## Фрагмент текста:
Впрочем, на выставке не будет никого «сифилиса» и «гальванизированных трупов» — она обойдется без портретов. Сам Серов без портретов обойтись не мог — они его кормили (писать портрет государя императора Николая II, правда, отказался, а когда Шаляпин, выйдя на поклон после «Бориса Годунова», вместе со всей труппой встал на колени перед царской ложей, порвал и с Шаляпиным,— см. раздел «хороший человек»). Но восприятию себя как портретиста par excellence отчаянно противился («Я не портретист. Я — просто художник»). Здесь ему, правда, помогала и вся последующая критика, писавшая, что серовские портреты суть пейзажи с жемчужно-серыми прибоями и розоватыми закатами и даже что в любом, пусть и самом противном ему заказе, в итоге является он сам, гений чистой живописи, и никто более. Что ж, замечательно, что Русский музей уважил мнение художника. Все остальное, непортретное, будет аккуратно разобрано по жанрам, темам и техникам: натурщики; зверье, особенно — обожаемые его лошади; пейзажи, просто мотивы и с людьми; античные и библейские сюжеты; сцены из русской истории; иллюстрации — к басням Крылова, к Лермонтову; театральные эскизы; шаржи, ужасно смешные. И эта разложенная по полочкам творческая жизнь не даст нам того, чего мы все привыкли ждать от большого русского художника, а именно — большой картины. Ну, как «Война и мир». Когда Серов умер, его хоронили так, как в России хоронят разве что великих писателей земли русской. Оплакивали единым хором — от Горького до Брюсова, от Репина до Дягилева. Оплакивали несбывшиеся надежды на некое великое произведение русской живописи, на пороге которого он будто бы стоял. Подчас пытаются найти что-нибудь в состоявшемся серовском творчестве и назначить на эту важную роль. Допустим, «Похищение Европы». Но без особых успехов. Русский музей, например, впервые выставит «Хождение Христа по водам» — огромную холстину, пять с половиной на семь метров, которую Серов с Коровиным писали в 1890-м для приходской церкви Косьмы и Дамиана при мануфактуре Третьякова и Коншина в Костроме. «Хождение», снятое с валов и отреставрированное, выглядит сейчас как огромный синий квадрат с хрупкой белой фигуркой внизу слева. Но тоже неубедительно.

## Записи:
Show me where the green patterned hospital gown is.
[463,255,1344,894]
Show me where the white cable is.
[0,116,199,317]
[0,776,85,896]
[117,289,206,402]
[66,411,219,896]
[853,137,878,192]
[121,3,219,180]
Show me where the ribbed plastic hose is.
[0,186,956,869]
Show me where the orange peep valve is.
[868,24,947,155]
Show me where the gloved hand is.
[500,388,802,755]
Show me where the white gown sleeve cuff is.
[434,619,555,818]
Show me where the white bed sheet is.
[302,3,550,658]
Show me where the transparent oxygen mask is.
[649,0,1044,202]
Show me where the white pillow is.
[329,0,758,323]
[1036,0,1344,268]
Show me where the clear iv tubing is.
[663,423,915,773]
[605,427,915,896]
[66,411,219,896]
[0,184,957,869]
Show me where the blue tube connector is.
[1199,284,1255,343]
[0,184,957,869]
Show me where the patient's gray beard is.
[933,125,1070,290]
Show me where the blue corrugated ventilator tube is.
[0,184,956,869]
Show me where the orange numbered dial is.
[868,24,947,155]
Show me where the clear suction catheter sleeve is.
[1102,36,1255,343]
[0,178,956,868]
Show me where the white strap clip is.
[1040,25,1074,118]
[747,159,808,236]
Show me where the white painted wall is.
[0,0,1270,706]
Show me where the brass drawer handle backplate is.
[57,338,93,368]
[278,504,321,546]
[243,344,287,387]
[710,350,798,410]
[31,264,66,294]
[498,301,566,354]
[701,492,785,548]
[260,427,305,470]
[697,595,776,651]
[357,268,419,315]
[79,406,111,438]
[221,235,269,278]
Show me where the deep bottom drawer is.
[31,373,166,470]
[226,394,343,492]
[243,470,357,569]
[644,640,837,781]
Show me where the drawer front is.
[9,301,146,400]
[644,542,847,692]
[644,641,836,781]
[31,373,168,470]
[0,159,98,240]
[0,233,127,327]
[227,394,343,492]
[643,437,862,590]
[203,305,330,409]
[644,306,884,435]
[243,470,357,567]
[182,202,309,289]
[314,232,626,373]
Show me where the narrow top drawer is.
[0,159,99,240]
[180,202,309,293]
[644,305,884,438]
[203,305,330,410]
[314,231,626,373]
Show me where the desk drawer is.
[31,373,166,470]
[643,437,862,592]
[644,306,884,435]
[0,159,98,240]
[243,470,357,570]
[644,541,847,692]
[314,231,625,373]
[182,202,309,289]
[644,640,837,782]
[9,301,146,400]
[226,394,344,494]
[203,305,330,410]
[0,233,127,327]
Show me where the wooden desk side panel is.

## Условие задания:
Каковы размеры холста «Хождение Христа по водам», согласно тексту о выставке Серова? Записи здесь никакой роли не играют.

## Правильный ответ:
Пять с половиной на семь метров.